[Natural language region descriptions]

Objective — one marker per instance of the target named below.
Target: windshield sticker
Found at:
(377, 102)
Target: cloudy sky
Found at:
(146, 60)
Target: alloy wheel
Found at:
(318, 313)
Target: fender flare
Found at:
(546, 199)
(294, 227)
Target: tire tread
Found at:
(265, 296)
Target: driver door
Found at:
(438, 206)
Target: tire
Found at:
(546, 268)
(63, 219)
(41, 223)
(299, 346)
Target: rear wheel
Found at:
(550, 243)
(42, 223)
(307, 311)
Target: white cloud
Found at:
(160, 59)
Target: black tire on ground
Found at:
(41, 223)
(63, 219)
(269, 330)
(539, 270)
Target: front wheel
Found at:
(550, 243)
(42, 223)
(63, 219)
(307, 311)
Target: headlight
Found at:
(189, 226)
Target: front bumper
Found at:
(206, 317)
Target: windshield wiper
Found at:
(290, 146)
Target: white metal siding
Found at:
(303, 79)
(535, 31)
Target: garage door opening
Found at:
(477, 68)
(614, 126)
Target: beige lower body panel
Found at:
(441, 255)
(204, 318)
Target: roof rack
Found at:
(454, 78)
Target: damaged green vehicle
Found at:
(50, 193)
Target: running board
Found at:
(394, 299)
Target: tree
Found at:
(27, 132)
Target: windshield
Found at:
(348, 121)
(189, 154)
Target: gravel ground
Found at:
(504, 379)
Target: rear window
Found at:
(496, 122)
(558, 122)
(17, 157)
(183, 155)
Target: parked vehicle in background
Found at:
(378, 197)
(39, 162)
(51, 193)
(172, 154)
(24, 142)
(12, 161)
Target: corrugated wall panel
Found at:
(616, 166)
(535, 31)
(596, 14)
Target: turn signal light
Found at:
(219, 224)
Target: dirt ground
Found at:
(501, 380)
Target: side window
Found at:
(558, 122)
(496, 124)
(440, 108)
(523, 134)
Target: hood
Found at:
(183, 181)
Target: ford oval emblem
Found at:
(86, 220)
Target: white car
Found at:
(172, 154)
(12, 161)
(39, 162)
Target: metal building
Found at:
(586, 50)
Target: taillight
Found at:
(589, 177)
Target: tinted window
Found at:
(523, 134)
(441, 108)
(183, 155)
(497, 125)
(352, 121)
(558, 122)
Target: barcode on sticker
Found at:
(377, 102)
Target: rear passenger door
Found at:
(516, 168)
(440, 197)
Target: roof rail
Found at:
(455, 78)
* * *
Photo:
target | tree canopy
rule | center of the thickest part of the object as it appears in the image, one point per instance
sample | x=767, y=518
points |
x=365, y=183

Your goal:
Determine how many lines of the records hold the word "wheel", giving only that number.

Written response:
3